Early 1942: Berigan asleep on the band bus in his notorious fur cap. This cap was the source of much hilarity on the bus. No matter how dire things may have been, Bunny still retained his sense of humor. The young woman over Bunny’s left shoulder is vocalist Kay Little.

The next night, the band played a dance date at Cole Auditorium in Norwalk, Ohio for the benefit of the Norwalk Police Department. They returned to the Nu-Elms for the evening of April 14. What happened the next day is not known, but they may well have played another one-nighter near Youngstown. They were at the Nu-Elms again on April 16 (Thursday) and on the 19th (Sunday), which was their last night there. Between these dates, they played at Granville College, Granville, Ohio on the 17th, and at Grove City College, Grove City, Pennsylvania, on the 18th. It appears that vocalist Kay Little, who was married to Berigan’s former male vocalist, Danny Richards, who had been drafted, left the band permanently in Youngstown. She was about half-way through her pregnancy. A new girl vocalist, Doris Bell, joined.

There was now great concern in the band about Bunny’s rapidly failing health. Lead alto saxophonist George Quinty remembered the time the band was in Youngstown:

Berigan listens to his saxophone quartet – March 1942: L-R: Ed Lange, Walt Mellor, George Quinty and Neal Smith.

“We stayed at the Palace Hotel, and I remember Ella Fitzgerald coming in to hear Bunny, also the entire Henry Busse band. Busse offered me a job with his band, and when I told Bunny, he said, ‘Take it George, get some more experience and a reputation.’ I guess we all had realized that Bunny was a sick man by then, but we never dreamed that he might die soon, even though he looked haggard and his clothes were hanging on him. I don’t think Donna made things any easier for him either, the way she treated him. One day, my wife, Helen, asked him, ‘Bunny, what are you trying to do to yourself? A guy who’s so handsome and plays so beautifully.’ And all that Bunny replied was, ‘Ask Jimmy Petrillo about that.’ He loved his daughters and at the slightest excuse would bring out their photos that he always carried in his wallet. He was always so calm, nothing seemed to upset him. He used to tell me I was the only musician he’d ever met who did not drink or smoke. He was a strict Catholic and used to often go to Mass, but I think there was something wrong between Donna and him. It was ironic, really, because Don Palmer used to call her a lush. She’d call him up at any hour of day or night to get him to bring her some booze. He reckoned she made Bunny worse. His playing at the Elms was pretty bad.“(4)

Sign outside the Elms or Nu-Elms Ballroom, Youngstown, Ohio.

Sick or not, Bunny had to make the next one-nighter, which was on April 21 at the Aragon Ballroom in Pittsburgh. It is unclear whether he played all, a part, or none of this job. Gene Kutch, probably with the assistance of his diary, recalled that Claude Thornhill, who was also playing in Pittsburgh with his band on that date, came to the Aragon and played a set or two to help Bunny out. After the Aragon gig, Bunny had to be taken to Allegheny General Hospital, 320 East North Avenue, in Pittsburgh.

» **Provided information**:
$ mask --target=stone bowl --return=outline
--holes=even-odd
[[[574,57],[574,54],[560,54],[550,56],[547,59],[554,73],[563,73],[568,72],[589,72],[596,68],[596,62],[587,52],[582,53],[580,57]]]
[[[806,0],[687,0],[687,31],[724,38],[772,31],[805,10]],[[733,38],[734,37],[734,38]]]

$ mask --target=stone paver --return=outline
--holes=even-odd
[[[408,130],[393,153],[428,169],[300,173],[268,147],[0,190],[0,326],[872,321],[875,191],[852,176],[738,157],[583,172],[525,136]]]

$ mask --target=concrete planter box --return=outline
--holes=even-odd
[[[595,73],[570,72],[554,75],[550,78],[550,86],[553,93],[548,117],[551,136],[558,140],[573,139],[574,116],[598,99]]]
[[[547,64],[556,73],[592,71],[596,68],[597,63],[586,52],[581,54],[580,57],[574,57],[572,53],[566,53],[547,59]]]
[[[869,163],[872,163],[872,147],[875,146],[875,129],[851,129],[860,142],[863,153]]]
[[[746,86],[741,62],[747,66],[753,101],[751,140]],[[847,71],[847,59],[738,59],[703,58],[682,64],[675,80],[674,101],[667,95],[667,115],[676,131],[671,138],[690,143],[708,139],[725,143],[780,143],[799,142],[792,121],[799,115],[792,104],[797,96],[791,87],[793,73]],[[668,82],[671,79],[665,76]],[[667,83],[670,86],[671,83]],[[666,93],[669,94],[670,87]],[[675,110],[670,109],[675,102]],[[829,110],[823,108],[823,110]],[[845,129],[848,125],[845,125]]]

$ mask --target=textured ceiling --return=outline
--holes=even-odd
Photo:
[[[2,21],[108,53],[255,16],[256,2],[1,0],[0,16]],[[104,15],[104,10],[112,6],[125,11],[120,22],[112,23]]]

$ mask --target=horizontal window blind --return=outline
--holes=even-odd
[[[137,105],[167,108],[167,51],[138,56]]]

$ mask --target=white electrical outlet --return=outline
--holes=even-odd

» **Problem details**: In the Berigan passage, which hospital was Bunny taken to after the Aragon gig? The items aren't needed for this.

» **Response to this task**: Allegheny General Hospital in Pittsburgh.